┌─ Selected excerpt
# Official Mantidforum Fallout 3 topic



## acerbity (Nov 19, 2008)

Who's glued to this game besides me?

Morpheus I know you must be too  

I've beaten it once as a good character, about 35 hours worth of questing and such.

Now I'm on my 2nd time as an evil character, going for sneak and melee and such. It's incredible I how little of the map I've even scratched the surface of.

I can't believe I didn't discover my pipboy flashlight until my 2nd [email protected]!!!


----------



## Frack (Nov 19, 2008)

I have this game but havent played it to much just a couple hours.


----------



## Morpheus uk (Nov 20, 2008)

Heheh,

Yeah ive been on it a while, along with Dead Space and Call of Duty 5,

BTW i still dont think ive had a game with you yet, what xbox live games have you been playing lately?

Im in the mood for some ###### kicking XD

Currently on Fallou 3 im in that Vault 112 i think, that wierd tracqualituhasdfuasifah something, with that wierd girl that keeps asking you to do stuff, made that kid cry and now she wants me to split this couple up, is there anyway of bypassing any of that? i mean so far ive done the game with good karma and havent got bad once :lol: 

That was untill my speech with the kid failed and i had to happy slap him XD


----------



## acerbity (Nov 20, 2008)

Hehehe, I just beat Dead Space as well, that is a pretty easy play-through.

Call of Duty 5 will take me a while to warm up to, I'm too much of a CoD4 fanboy.

In Tranquility Lane you don't have to do any of the bad karma options, if you just look hard enough


----------



## Morpheus uk (Nov 20, 2008)

How?!

Tell me!

Dead Space is amazingly atmospheric, although ive only had a couple of proper plays on it, all the other ones ive turned it off within an hour or so in fear of completing it too soon


----------



## acerbity (Nov 20, 2008)

Morpheus uk said:


> How?!Tell me!
> 
> Dead Space is amazingly atmospheric, although ive only had a couple of proper plays on it, all the other ones ive turned it off within an hour or so in fear of completing it too soon


Speak to all the village people. One woman tells you that Betty has a link to the outside via the abandoned house, a la matrix.

In the abandoned house there are random objects, and each one will make a tone when interacted with. There is an order you need to hit them in to unlock the terminal, and if at any point you mess up the sequence you will hear an error tone, so with enough memory skills you can get it. There must be some hint as to the sequence somewhere but I just did it by trial and error.
└─
**Task objective**:
Could you extend the Fallout 3 forum thread past the sentence that closes it now? The material that comes next is from a different source than the Fallout 3 thread.
┌─ Material
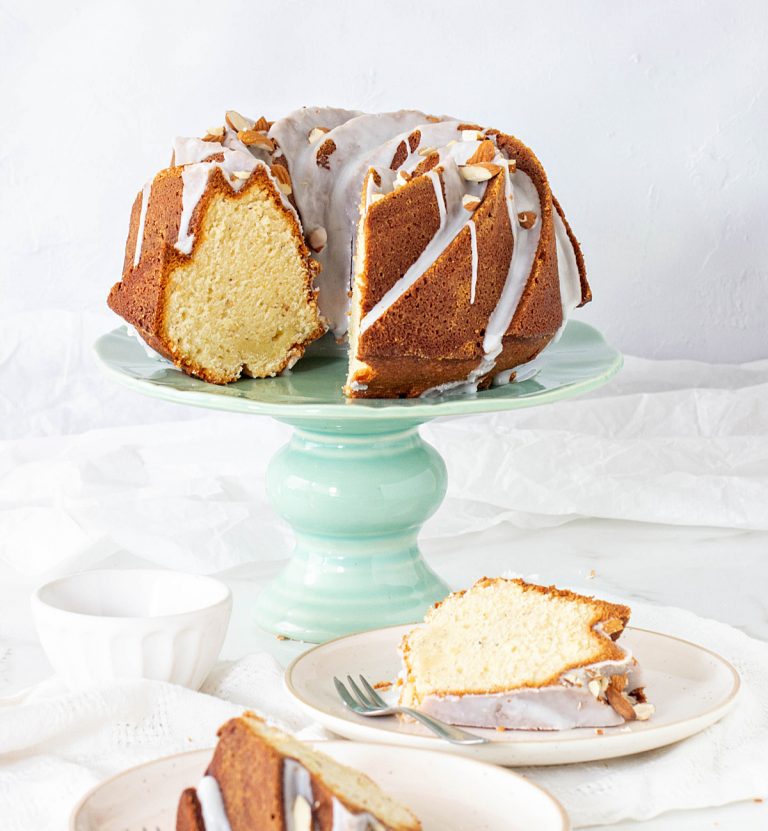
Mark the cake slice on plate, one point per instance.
(512, 655)
(261, 778)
└─
**Result of this exercise**:
And although it might not seem like the good karma thing to do, activating the Chinese invasion _is_ what you need to do for + karma


----------



## Morpheus uk (Nov 20, 2008)

Lol, is that the house with the robot in it?

I got pretty bored not knowing what to do and killed it ^^


----------



## idolomantis (Nov 20, 2008)

Morpheus uk said:


> I got pretty bored not knowing what to do and killed it ^^


hehehe sounds like me.. if i don't get something i go shoot things around me XD

i have seen a review of falout 3.. i might wanna buy it with the 360..

need to save up for it again.


----------



## Morpheus uk (Nov 20, 2008)

U got a 360 now?!


----------



## idolomantis (Nov 20, 2008)

Morpheus uk said:


> U got a 360 now?!


nope, i need like 30 euros more than i can buy it


----------



## darkspeed (Nov 20, 2008)

To activate the chinese invasion go to the house that has a gnome right to your left as you enter the door. straight ahead is a radio a pitcher and a cinder block and to your right is a coke bottle. Then you touch them in the right order. The tone they make when you touch them makes a melody when done in the correct order. The melody is the same as the one the little brat betty whistles from time to time. Do it wrong and you will hear a buzzer sound indicating having to start over.

If you really must know the correct order without figuring it out on your own, the answer is...



Spoiler



Radio, pitcher, gnome, pitcher, concrete block, gnome, cola bottle


----------



## acerbity (Nov 20, 2008)

Yay, one more forum member with an awesome taste in video games.

How far along are you?


----------



## darkspeed (Nov 20, 2008)

I was on the final quest... until I realized it was the final quest, and then I decided to hit an old save point and do things a little differently... that killed about 10 hours of gameplay. I am super good, but going for the sneaky sniper type (sneaking 100, small guns 100, sniper perk, silent running perk etc) My partner (star paladin brotherhood chick) draws attention with her uncanny inability to keep her finger off the trigger when enemys are nearby, and I go completely undetected exploding heads with my trusty hunting rifle. Once detected I rush in close and combat shotgun to the face... seems to do the trick. The only thing Ive done that gave me bad karma other than petty theft was when I let the gouls into the tower. IMO those ritzy bastards deserved it.  

If you must know all the answers and all the secrets go here:



Spoiler



http://fallout.wikia.com/wiki/Portal:Fallout_3


----------



## acerbity (Nov 21, 2008)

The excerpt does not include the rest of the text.